Quoted passage -
----

S2 Fig. Related to Fig 2.

Myotilin binds to F-actin via Ig domains and disordered flanking regions and influences its dynamics. (A and B) Binding of various myotilin constructs to F-actin in conditions B1 (A) or conditions B2 (B). The exponential binding curves fitted for each set of data points were used to determine apparent binding affinities shown in Fig 2A. Plotted values represent the mean ± SEM from 3 to 5 independent experiments. (C) Melting temperature (Tm) of Trx-MYOT in various buffers as assessed by DSF assay (for details, see Materials and methods). The pH of each buffer (blue rectangle) is indicated. Tm max (violet) denotes the buffer conditions in which Tm of Trx-MYOT was the highest (100 mM MES, pH 5.5). Brown line indicates Tm in the standard buffer (100 mM Tris, pH 8.0). Note trend in increasing the stability of Trx-MYOT by lowering the pH. (D) Structural analysis of the functional (F-actin binding) sites on various Ig domains. Top panel: Basic amino acid residues with surface-exposed sidechains are shown as sticks (cyan). For palladin and filamin A, this region corresponds to the F-actin binding region. Bottom panel: The functionally important residues as predicted by evolutionary coupling analysis and folding server EVfold [30] are shown as spheres and coincide with the residues shown in the top panel on the lateral sides of the Ig domains. More intense (darker) color depicts a higher probability that the residue represents a functional site. (E) Binding of various myotilin constructs and control (GST) to fluorescently labeled monomeric DVD-actin measured by MST. (F) Table of the constructs and their affinity to DVD-actin obtained from the data shown in (E). Data points that were used to create graphs are reported in S2 Data. DSF, differential scanning fluorimetry; MST, microscale thermophoresis; Trx, thioredoxin.

----

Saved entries
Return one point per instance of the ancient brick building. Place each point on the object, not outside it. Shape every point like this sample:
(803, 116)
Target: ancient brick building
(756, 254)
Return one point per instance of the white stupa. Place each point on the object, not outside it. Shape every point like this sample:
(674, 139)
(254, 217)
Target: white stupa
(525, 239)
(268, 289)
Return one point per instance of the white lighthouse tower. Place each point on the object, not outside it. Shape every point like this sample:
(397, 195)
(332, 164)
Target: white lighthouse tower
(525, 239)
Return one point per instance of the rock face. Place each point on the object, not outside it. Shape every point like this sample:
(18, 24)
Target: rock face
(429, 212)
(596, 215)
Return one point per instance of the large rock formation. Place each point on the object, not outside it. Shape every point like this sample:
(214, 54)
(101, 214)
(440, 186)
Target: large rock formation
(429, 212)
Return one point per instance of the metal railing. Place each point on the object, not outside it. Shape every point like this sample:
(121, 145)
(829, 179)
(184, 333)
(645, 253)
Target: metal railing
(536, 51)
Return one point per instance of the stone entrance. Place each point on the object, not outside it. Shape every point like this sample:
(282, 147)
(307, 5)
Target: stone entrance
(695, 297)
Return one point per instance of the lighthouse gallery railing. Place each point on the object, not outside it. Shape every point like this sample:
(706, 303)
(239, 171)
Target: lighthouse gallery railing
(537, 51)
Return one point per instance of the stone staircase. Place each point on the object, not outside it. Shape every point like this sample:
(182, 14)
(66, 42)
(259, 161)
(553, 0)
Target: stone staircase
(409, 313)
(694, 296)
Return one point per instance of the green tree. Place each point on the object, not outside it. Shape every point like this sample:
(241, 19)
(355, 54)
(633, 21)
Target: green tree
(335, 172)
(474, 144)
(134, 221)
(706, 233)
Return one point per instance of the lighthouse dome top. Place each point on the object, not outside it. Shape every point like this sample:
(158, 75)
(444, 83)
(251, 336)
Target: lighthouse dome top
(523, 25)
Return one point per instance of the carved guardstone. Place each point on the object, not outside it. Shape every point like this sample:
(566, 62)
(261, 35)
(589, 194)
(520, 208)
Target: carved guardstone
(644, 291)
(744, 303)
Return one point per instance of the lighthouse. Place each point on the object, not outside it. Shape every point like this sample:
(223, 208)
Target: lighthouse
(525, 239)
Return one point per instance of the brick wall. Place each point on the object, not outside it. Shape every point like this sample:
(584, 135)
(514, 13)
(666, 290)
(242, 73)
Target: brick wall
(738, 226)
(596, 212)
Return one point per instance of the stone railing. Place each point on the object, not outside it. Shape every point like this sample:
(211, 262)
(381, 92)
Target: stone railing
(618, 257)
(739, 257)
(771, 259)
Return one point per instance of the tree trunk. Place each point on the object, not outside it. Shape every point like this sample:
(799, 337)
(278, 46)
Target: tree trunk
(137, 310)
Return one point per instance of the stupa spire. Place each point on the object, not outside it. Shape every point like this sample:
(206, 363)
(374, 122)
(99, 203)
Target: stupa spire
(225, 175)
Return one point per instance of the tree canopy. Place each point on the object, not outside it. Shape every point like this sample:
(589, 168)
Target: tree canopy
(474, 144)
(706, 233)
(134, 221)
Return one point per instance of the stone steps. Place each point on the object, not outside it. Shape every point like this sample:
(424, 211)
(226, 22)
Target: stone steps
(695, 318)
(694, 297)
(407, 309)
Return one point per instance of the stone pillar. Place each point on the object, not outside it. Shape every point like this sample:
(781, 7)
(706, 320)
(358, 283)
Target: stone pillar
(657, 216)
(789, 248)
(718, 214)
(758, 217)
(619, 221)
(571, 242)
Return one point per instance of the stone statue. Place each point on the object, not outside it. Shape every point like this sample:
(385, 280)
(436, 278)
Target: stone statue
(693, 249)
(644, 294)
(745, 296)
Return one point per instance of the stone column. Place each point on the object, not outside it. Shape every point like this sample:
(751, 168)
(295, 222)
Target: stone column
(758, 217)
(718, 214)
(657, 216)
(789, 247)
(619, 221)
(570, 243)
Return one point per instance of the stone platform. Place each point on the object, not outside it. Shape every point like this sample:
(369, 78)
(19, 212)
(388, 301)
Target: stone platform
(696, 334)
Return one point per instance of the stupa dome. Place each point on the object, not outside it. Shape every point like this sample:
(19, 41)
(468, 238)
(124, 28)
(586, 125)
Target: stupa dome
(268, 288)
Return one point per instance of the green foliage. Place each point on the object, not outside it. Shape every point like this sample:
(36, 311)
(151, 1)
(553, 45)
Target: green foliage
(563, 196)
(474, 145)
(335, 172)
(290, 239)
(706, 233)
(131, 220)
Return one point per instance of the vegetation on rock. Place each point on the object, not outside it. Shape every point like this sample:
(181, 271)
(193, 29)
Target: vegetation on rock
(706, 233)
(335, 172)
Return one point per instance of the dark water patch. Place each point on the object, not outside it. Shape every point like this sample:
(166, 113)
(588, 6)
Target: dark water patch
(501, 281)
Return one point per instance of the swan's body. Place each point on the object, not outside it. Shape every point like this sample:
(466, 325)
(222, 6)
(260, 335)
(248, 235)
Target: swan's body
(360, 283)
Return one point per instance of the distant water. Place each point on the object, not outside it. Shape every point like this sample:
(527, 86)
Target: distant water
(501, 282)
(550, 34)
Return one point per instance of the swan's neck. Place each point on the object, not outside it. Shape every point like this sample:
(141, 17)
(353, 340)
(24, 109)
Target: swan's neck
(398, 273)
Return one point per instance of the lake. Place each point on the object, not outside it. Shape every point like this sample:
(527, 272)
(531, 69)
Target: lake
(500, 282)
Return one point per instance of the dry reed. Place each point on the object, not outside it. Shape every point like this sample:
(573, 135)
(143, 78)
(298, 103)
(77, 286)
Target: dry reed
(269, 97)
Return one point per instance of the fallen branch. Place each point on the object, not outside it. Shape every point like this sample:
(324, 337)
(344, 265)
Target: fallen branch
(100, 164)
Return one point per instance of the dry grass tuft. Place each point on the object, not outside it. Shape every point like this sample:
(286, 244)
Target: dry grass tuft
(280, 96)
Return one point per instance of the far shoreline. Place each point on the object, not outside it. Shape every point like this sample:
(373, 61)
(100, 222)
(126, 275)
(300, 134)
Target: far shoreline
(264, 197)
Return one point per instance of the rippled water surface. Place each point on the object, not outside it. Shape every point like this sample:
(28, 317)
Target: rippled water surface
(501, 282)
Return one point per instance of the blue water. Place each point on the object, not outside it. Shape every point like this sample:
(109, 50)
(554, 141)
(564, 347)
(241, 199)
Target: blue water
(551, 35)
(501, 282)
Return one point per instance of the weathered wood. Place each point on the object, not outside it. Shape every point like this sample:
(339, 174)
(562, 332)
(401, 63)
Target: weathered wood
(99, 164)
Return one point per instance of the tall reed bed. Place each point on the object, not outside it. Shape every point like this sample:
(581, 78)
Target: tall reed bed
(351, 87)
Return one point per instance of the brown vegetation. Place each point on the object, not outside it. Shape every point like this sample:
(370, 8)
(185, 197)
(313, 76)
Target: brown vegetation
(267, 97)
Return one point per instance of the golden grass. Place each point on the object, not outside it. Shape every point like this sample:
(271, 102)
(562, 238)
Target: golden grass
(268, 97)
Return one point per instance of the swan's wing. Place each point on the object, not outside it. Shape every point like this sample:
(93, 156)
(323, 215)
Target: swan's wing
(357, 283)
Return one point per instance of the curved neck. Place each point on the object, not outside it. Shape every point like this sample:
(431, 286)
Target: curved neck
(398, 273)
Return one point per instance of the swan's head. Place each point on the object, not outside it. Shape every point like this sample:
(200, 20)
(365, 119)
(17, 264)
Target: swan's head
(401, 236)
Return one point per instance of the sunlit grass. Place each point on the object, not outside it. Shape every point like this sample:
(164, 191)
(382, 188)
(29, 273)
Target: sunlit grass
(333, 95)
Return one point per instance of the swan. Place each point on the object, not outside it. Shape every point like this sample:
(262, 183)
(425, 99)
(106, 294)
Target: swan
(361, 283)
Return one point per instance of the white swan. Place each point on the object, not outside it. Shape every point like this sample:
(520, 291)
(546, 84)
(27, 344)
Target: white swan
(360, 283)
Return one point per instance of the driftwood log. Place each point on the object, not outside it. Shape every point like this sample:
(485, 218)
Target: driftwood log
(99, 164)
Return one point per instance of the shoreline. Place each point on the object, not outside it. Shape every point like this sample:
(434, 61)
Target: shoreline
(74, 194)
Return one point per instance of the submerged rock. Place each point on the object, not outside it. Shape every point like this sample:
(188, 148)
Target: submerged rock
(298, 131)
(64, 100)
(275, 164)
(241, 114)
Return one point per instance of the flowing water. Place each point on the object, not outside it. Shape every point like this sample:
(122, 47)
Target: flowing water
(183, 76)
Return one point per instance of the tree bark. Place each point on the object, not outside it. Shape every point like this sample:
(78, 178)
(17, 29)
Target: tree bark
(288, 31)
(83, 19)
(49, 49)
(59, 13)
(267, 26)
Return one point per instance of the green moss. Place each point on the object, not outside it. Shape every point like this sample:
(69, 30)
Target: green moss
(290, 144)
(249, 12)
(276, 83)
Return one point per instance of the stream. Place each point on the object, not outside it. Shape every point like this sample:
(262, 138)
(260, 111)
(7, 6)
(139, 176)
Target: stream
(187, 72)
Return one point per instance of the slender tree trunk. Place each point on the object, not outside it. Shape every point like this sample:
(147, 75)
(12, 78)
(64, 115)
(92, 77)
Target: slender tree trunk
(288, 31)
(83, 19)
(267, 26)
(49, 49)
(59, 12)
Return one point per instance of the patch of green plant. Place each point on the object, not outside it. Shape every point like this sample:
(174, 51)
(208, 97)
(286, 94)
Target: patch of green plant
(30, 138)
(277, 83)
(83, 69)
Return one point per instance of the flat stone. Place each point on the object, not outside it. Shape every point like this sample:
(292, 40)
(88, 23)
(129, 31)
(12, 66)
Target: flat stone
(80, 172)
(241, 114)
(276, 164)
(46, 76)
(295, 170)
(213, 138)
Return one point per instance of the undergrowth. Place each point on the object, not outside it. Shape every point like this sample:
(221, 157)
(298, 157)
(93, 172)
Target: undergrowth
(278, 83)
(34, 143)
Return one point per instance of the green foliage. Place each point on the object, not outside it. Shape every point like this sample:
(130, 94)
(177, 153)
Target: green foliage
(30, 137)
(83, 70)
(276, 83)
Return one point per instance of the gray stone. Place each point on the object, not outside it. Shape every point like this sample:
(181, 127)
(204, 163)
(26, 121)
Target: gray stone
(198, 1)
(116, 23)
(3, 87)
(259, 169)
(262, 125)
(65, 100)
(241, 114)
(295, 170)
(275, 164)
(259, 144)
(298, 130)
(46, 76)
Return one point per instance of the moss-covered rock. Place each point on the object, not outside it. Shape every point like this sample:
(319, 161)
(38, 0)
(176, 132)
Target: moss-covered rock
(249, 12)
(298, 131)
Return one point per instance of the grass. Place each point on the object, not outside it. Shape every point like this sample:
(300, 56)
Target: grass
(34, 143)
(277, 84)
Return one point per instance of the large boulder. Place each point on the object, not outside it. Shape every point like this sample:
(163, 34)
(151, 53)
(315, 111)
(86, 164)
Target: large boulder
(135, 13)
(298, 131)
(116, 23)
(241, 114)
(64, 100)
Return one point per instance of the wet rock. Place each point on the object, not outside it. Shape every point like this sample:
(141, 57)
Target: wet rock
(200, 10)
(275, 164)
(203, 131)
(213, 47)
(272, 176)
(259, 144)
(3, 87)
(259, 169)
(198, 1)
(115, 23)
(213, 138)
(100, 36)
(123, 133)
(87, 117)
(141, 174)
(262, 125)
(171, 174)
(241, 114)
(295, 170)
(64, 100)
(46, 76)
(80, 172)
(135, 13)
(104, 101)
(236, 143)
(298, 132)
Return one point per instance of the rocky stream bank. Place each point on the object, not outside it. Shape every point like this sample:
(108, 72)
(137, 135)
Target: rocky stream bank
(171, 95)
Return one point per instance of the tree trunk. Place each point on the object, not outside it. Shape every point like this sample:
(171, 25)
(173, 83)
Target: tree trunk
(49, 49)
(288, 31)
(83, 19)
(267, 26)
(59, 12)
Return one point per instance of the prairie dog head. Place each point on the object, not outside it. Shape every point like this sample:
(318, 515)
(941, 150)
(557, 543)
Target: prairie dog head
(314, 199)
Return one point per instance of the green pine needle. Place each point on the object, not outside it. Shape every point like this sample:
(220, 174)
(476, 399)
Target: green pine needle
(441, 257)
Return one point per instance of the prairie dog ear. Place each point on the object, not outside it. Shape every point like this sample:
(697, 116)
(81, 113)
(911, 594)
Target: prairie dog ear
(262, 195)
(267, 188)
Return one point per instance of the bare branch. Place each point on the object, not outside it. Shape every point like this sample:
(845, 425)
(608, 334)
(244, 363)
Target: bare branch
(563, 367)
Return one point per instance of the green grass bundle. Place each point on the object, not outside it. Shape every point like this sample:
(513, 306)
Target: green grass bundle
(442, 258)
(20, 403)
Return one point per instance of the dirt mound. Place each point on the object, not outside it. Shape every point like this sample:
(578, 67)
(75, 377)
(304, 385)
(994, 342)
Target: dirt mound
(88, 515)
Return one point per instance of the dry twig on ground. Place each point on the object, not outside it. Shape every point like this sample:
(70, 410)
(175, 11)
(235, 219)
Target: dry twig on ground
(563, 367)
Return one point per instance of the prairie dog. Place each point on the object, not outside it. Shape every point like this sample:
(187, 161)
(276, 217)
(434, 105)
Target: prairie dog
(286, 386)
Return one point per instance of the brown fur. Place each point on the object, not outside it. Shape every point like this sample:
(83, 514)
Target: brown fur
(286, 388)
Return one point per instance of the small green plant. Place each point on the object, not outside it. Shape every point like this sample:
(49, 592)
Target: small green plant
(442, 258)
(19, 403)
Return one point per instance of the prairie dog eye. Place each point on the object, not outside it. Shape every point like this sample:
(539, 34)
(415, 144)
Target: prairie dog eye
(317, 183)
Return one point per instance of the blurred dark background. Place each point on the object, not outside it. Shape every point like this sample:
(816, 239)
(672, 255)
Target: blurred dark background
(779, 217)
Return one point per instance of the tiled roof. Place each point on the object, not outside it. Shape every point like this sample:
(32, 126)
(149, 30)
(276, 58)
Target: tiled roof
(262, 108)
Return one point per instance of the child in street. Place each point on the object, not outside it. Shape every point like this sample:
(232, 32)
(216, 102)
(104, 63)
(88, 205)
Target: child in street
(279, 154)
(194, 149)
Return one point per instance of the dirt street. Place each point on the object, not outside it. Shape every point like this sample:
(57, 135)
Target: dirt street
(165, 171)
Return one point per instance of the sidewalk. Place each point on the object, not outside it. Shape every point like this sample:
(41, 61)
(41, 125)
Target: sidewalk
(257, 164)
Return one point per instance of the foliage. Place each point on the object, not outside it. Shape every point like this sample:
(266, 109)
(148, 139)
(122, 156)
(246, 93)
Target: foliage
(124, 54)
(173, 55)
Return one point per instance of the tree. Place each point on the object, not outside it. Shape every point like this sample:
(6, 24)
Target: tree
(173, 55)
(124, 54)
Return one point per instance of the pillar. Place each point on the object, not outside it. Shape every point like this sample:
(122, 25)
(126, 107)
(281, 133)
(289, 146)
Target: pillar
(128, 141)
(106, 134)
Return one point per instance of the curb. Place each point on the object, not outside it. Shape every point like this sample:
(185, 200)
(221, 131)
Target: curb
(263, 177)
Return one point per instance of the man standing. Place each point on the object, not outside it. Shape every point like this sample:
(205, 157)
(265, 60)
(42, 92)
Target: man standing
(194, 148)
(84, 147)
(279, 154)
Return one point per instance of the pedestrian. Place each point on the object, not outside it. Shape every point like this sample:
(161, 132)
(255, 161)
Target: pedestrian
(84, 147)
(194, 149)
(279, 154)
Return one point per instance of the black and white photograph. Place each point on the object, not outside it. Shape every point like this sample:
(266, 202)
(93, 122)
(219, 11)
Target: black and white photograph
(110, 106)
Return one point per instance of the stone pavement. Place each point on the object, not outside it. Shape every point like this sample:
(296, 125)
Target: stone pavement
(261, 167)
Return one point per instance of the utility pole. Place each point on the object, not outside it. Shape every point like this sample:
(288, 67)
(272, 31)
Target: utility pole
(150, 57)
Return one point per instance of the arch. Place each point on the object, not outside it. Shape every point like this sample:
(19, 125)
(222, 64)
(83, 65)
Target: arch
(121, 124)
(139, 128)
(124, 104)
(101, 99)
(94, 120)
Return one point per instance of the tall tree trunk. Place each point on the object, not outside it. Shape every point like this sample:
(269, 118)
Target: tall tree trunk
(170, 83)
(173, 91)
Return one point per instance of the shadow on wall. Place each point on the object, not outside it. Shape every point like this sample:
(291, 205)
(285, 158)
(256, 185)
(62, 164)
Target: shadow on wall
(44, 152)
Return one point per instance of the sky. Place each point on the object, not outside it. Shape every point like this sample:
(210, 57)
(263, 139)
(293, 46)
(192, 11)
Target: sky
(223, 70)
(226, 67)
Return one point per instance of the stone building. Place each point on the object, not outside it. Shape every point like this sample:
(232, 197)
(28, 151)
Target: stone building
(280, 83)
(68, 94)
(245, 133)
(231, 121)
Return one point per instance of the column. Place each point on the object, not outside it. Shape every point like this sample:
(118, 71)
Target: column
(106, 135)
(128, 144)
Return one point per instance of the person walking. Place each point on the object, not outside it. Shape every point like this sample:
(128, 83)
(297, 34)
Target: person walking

----

Questions -
a - Using the myotilin figure legend, answer each question briefly:
(i) In which buffer was the melting temperature of Trx-MYOT the highest?
(ii) What does the brown line indicate?
(iii) By what method was binding to fluorescently labeled monomeric DVD-actin measured?
b - Decide whether each statement agrees with the myotilin figure legend. For each, give yes or no and quote the deciding words:
(i) The plotted values in panels A and B are means ± SEM from 3 to 5 independent experiments.
(ii) Raising the pH increases the stability of Trx-MYOT.
(iii) In the bottom panel of D, the functionally important residues are shown as sticks.
c - Translate this sentence from the myotilin figure legend into Spanish: "More intense (darker) color depicts a higher probability that the residue represents a functional site."

Solutions per task -
a -
(i) 100 mM MES, pH 5.5
(ii) The melting temperature in the standard buffer (100 mM Tris, pH 8.0)
(iii) Microscale thermophoresis (MST)

b -
(i) Yes: "Plotted values represent the mean ± SEM from 3 to 5 independent experiments."
(ii) No: "Note trend in increasing the stability of Trx-MYOT by lowering the pH."
(iii) No: "The functionally important residues as predicted by evolutionary coupling analysis and folding server EVfold [30] are shown as spheres"

c - Un color más intenso (más oscuro) indica una mayor probabilidad de que el residuo represente un sitio funcional.